**** RECORDS TO USE

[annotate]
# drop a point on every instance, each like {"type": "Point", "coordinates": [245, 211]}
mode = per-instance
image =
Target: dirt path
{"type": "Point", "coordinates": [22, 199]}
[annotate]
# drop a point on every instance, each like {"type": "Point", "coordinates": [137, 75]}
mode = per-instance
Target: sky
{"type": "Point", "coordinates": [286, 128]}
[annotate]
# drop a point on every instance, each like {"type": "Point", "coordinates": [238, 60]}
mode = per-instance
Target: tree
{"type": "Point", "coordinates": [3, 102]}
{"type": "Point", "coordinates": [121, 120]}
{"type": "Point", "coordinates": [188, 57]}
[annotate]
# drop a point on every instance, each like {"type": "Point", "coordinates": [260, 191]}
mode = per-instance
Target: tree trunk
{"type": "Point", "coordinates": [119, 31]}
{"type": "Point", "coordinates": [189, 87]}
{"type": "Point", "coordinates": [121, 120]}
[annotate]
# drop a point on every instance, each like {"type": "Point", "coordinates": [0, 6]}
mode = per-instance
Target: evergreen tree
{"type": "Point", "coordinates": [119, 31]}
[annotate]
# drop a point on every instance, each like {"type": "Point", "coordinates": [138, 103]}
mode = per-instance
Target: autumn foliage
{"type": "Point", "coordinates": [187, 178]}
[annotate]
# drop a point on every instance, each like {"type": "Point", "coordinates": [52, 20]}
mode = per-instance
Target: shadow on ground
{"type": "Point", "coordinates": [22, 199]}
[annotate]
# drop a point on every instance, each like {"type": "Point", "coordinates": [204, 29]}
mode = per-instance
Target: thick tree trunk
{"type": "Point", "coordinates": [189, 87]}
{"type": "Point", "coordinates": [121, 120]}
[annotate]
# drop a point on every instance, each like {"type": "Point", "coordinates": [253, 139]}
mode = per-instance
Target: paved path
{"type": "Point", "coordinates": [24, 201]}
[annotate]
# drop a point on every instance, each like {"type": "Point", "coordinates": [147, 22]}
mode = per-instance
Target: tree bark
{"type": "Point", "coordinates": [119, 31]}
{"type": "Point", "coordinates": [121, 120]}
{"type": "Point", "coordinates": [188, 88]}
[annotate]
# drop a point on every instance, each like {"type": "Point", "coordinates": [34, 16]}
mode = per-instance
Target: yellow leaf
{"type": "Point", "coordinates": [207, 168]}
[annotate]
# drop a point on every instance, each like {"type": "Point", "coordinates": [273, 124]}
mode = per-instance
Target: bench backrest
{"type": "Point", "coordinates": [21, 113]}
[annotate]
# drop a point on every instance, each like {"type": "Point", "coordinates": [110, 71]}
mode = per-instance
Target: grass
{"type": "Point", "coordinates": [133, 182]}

********

• **PROBLEM**: Transcribe the full listing, word for word.

• **REPLY TO THE TASK**:
[annotate]
# drop a point on every instance, each like {"type": "Point", "coordinates": [245, 211]}
mode = per-instance
image =
Target: dirt path
{"type": "Point", "coordinates": [22, 199]}
[annotate]
# drop a point on every instance, each like {"type": "Point", "coordinates": [137, 75]}
mode = per-instance
Target: sky
{"type": "Point", "coordinates": [286, 128]}
[annotate]
# drop a point on every instance, each like {"type": "Point", "coordinates": [238, 60]}
mode = per-instance
Target: tree
{"type": "Point", "coordinates": [3, 102]}
{"type": "Point", "coordinates": [121, 120]}
{"type": "Point", "coordinates": [188, 57]}
[annotate]
# drop a point on every instance, each like {"type": "Point", "coordinates": [260, 191]}
mode = per-instance
Target: tree trunk
{"type": "Point", "coordinates": [119, 31]}
{"type": "Point", "coordinates": [189, 87]}
{"type": "Point", "coordinates": [121, 120]}
[annotate]
# drop a point on every instance, each like {"type": "Point", "coordinates": [0, 6]}
mode = per-instance
Target: evergreen tree
{"type": "Point", "coordinates": [119, 31]}
[annotate]
# drop a point on every instance, each like {"type": "Point", "coordinates": [138, 103]}
mode = per-instance
Target: autumn foliage
{"type": "Point", "coordinates": [187, 178]}
[annotate]
# drop a point on every instance, each like {"type": "Point", "coordinates": [52, 20]}
mode = per-instance
Target: shadow on ground
{"type": "Point", "coordinates": [22, 199]}
[annotate]
# drop a point on every instance, each like {"type": "Point", "coordinates": [204, 29]}
mode = per-instance
Target: thick tree trunk
{"type": "Point", "coordinates": [189, 87]}
{"type": "Point", "coordinates": [121, 120]}
[annotate]
# drop a point on every instance, each like {"type": "Point", "coordinates": [253, 139]}
mode = per-instance
Target: paved path
{"type": "Point", "coordinates": [24, 201]}
[annotate]
# drop a point on every instance, each like {"type": "Point", "coordinates": [147, 22]}
mode = per-instance
Target: tree bark
{"type": "Point", "coordinates": [119, 31]}
{"type": "Point", "coordinates": [121, 120]}
{"type": "Point", "coordinates": [188, 88]}
[annotate]
# drop a point on every instance, each like {"type": "Point", "coordinates": [34, 16]}
mode = per-instance
Target: yellow leaf
{"type": "Point", "coordinates": [207, 168]}
[annotate]
# drop a point on every instance, each like {"type": "Point", "coordinates": [273, 124]}
mode = per-instance
Target: bench backrest
{"type": "Point", "coordinates": [21, 113]}
[annotate]
# drop a point on every instance, each like {"type": "Point", "coordinates": [110, 71]}
mode = per-instance
Target: grass
{"type": "Point", "coordinates": [133, 182]}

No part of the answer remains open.